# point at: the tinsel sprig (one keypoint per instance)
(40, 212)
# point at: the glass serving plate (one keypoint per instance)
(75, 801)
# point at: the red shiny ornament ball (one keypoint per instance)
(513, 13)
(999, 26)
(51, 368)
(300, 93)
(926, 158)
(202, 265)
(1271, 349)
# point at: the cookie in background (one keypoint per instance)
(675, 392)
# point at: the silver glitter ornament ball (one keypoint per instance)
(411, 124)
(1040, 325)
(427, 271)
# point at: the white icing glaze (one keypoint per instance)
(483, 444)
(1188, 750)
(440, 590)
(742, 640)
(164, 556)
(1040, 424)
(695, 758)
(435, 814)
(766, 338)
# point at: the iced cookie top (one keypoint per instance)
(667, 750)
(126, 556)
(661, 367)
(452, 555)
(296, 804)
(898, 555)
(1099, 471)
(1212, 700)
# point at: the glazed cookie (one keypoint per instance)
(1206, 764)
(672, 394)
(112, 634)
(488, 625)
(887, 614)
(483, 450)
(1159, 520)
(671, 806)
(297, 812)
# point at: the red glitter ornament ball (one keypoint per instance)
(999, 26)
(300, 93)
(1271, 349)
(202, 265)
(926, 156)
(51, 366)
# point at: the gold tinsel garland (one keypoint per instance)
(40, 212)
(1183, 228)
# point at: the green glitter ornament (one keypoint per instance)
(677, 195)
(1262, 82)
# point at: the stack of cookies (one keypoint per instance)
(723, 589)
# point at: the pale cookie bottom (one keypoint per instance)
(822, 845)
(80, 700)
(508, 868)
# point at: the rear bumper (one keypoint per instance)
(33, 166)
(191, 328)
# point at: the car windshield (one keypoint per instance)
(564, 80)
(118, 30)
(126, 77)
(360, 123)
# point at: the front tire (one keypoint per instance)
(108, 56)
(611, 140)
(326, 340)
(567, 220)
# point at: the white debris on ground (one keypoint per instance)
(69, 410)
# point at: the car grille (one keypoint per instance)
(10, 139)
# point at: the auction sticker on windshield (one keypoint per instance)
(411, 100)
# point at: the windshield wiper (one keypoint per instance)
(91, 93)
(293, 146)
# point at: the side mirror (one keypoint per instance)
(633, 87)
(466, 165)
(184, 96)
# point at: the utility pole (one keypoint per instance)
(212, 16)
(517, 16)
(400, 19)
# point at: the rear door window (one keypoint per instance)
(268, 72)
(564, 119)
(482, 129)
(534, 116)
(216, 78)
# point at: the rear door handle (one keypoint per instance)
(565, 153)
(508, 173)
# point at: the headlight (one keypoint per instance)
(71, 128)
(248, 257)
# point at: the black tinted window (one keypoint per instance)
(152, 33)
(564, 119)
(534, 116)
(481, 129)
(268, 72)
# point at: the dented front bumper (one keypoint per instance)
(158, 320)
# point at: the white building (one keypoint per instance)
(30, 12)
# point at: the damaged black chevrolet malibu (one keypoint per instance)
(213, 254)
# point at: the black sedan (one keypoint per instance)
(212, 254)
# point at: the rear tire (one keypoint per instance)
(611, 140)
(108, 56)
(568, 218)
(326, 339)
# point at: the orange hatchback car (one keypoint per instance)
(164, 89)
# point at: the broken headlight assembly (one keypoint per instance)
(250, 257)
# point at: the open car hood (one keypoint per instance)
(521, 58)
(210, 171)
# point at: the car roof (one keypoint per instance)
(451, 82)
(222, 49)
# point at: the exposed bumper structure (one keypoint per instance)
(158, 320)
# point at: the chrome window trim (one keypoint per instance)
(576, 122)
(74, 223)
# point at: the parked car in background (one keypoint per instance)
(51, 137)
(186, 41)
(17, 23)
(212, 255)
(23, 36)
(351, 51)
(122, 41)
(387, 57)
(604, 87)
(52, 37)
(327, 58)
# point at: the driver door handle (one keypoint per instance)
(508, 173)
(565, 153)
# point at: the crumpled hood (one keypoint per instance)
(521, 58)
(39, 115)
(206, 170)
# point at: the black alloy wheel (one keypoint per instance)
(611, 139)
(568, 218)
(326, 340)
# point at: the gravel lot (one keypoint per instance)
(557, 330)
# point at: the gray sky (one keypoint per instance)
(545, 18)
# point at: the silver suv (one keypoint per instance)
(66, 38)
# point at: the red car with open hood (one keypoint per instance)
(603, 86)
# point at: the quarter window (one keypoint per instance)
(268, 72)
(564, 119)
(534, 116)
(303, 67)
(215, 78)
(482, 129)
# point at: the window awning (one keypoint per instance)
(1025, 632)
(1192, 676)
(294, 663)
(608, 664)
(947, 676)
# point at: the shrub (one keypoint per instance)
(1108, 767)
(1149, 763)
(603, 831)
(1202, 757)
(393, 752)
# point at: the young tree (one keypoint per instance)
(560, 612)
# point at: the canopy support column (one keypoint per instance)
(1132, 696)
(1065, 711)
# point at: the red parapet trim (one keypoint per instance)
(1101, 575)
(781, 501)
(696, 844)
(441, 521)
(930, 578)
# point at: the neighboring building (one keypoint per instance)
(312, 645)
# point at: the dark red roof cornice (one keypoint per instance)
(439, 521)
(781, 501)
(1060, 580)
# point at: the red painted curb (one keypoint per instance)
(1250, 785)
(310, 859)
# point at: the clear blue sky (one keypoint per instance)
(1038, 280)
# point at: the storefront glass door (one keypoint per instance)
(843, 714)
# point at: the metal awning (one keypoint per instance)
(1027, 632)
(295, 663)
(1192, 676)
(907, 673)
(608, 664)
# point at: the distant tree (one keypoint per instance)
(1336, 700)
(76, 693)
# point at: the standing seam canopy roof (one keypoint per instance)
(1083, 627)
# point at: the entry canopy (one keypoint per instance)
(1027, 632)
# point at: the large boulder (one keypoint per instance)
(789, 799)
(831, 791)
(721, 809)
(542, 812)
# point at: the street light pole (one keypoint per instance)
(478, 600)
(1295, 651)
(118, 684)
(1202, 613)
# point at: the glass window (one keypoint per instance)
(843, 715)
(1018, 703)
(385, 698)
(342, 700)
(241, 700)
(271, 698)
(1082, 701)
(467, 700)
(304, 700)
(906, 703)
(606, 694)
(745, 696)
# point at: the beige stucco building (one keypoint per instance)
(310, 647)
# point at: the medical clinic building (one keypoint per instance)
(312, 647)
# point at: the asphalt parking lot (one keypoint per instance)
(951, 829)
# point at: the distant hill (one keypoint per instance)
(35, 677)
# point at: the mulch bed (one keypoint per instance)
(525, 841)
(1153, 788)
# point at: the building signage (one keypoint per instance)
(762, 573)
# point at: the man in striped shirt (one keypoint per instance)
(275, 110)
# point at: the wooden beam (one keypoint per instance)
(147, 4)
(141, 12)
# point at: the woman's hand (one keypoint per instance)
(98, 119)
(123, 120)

- - -

> THE TASK
Please give back every line of the listing exactly as it stands.

> ANSWER TO THIS TASK
# point at: the tinsel sprig (one keypoint per instance)
(40, 212)
# point at: the glass serving plate (one keypoint per instance)
(75, 801)
# point at: the red shiny ornament ball (one keypoint per instance)
(513, 13)
(999, 26)
(51, 368)
(300, 93)
(926, 158)
(202, 265)
(1271, 349)
# point at: the cookie in background (one keypoint per instance)
(675, 392)
# point at: the silver glitter ornament ball (one keypoint per instance)
(411, 124)
(1040, 325)
(427, 271)
# point at: the white icing glaze (one keypoint per instance)
(483, 444)
(1188, 750)
(440, 590)
(742, 640)
(164, 556)
(1040, 424)
(695, 758)
(435, 814)
(766, 338)
# point at: the iced cookie top (one keypoint per instance)
(667, 750)
(126, 556)
(661, 367)
(452, 555)
(296, 804)
(898, 555)
(1099, 471)
(1212, 700)
# point at: the glazed cookie (one keypoint per instance)
(1206, 764)
(672, 394)
(112, 634)
(488, 625)
(887, 614)
(483, 450)
(1159, 520)
(671, 806)
(297, 812)
# point at: the red glitter ornament ball (one keypoint per instance)
(999, 26)
(300, 93)
(1271, 349)
(202, 265)
(926, 156)
(51, 366)
# point at: the gold tinsel garland (one keypoint per instance)
(40, 212)
(1183, 228)
# point at: the green glitter ornament (one keypoint per instance)
(677, 195)
(1262, 82)
# point at: the stack of cookies (one keypoint per instance)
(723, 589)
# point at: the pale cookie bottom (one keypoint per instance)
(822, 845)
(80, 700)
(508, 868)
# point at: the rear bumper (one keypoint per instance)
(33, 166)
(191, 328)
# point at: the car windshield (one keypoint per instance)
(564, 80)
(118, 30)
(126, 77)
(360, 123)
# point at: the front tire (one keypoint per instance)
(108, 56)
(611, 140)
(326, 340)
(567, 220)
# point at: the white debris on ground (one keypoint per instance)
(69, 410)
# point at: the car grille (one keypoint per instance)
(10, 139)
# point at: the auction sticker on windshield (one keypoint per instance)
(411, 100)
# point at: the windshield wiper (one keypoint per instance)
(91, 93)
(293, 146)
# point at: the side mirror (one keypoint per instance)
(633, 87)
(466, 165)
(184, 96)
# point at: the utility pole (one keypoint per instance)
(212, 16)
(517, 16)
(400, 19)
# point at: the rear door window (one keypoint per instance)
(268, 72)
(564, 119)
(482, 129)
(534, 116)
(216, 78)
# point at: the rear door handle (one keypoint per instance)
(565, 153)
(508, 173)
# point at: the headlight (one keypoint per instance)
(71, 128)
(248, 257)
# point at: the black tinted window (one keypoint per instance)
(152, 33)
(564, 119)
(534, 116)
(481, 129)
(268, 72)
# point at: the dented front bumper (one keypoint per instance)
(158, 320)
# point at: the white building (one keypoint per instance)
(30, 12)
# point at: the damaged black chevrolet malibu (one keypoint per instance)
(213, 254)
# point at: the black sedan (one keypoint per instance)
(212, 254)
# point at: the rear tire (one keypoint per instance)
(611, 140)
(108, 56)
(568, 218)
(326, 339)
# point at: the orange hatchback car (one keypoint per instance)
(164, 89)
# point at: the broken headlight assembly (one keypoint per instance)
(250, 257)
# point at: the open car hood (one keypoint per instance)
(521, 58)
(210, 171)
# point at: the car roof (one keypoint per instance)
(451, 82)
(222, 49)
# point at: the exposed bumper structure (one keypoint per instance)
(158, 320)
# point at: the chrome window trim (one keypoint per instance)
(576, 122)
(74, 223)
# point at: the parked car in background (one keypoint per instance)
(51, 137)
(186, 41)
(17, 23)
(212, 255)
(23, 36)
(351, 51)
(122, 41)
(387, 57)
(604, 87)
(52, 37)
(327, 58)
# point at: the driver door handle (one keypoint per instance)
(508, 173)
(565, 153)
# point at: the crumpled hood (one keypoint per instance)
(521, 58)
(39, 115)
(206, 170)
# point at: the black alloy wheel (one keypoint per instance)
(611, 139)
(568, 218)
(326, 340)
# point at: the gravel lot (one keypoint per instance)
(557, 330)
# point at: the gray sky (one keypoint per instance)
(545, 18)
# point at: the silver suv (one keypoint per instance)
(66, 38)
# point at: the red car with open hood (one keypoint per instance)
(603, 86)
# point at: the quarter window (one keypoint per instance)
(268, 72)
(564, 119)
(534, 116)
(303, 67)
(215, 78)
(482, 129)
# point at: the window awning (one keypoint per instance)
(1025, 632)
(1192, 676)
(294, 663)
(608, 664)
(947, 676)
# point at: the shrub (one keypoint per instance)
(1108, 767)
(1149, 763)
(603, 831)
(1202, 757)
(393, 752)
# point at: the young tree (one keypoint per instance)
(560, 612)
# point at: the canopy support column (one keypoint per instance)
(1132, 696)
(1065, 711)
# point at: the red parapet trim (one keypoint per instance)
(1101, 575)
(781, 501)
(696, 844)
(441, 521)
(930, 578)
# point at: the neighboring building (one keypoint per instance)
(312, 645)
# point at: the dark red roof cornice (one keypoint per instance)
(439, 521)
(781, 501)
(1060, 580)
# point at: the red painted curb (one keypoint per instance)
(1250, 785)
(310, 859)
# point at: the clear blue sky (one keypoint per instance)
(1038, 280)
# point at: the storefront glass door (one keypoint per instance)
(843, 714)
# point at: the metal awning (one keypoint per instance)
(1027, 632)
(295, 663)
(1192, 676)
(907, 673)
(608, 664)
# point at: the distant tree (one keypoint per instance)
(1336, 700)
(76, 693)
# point at: the standing seam canopy roof (one keypoint per instance)
(1083, 627)
# point at: the entry canopy (one keypoint per instance)
(1027, 632)
# point at: the large boulder (one keypoint per instance)
(789, 799)
(831, 791)
(721, 809)
(542, 812)
# point at: the street light pole (one keypoint per instance)
(478, 600)
(1295, 651)
(118, 684)
(1202, 613)
# point at: the glass window (one keypoint per instance)
(843, 715)
(1018, 703)
(385, 698)
(342, 700)
(241, 700)
(271, 698)
(1082, 701)
(467, 700)
(304, 700)
(906, 703)
(606, 694)
(745, 696)
# point at: the beige stucco building (one keypoint per instance)
(310, 647)
# point at: the medical clinic building (one keypoint per instance)
(312, 647)
# point at: the asphalt parking lot (one keypoint per instance)
(951, 829)
# point at: the distant hill (one keypoint per instance)
(35, 677)
# point at: the mulch bed (one keypoint per instance)
(525, 841)
(1153, 788)
# point at: the building signage (one keypoint per instance)
(762, 573)
# point at: the man in striped shirt (one keypoint per instance)
(275, 110)
# point at: the wooden beam (one keypoint per instance)
(147, 4)
(141, 12)
# point at: the woman's hand (one keypoint per instance)
(98, 119)
(123, 120)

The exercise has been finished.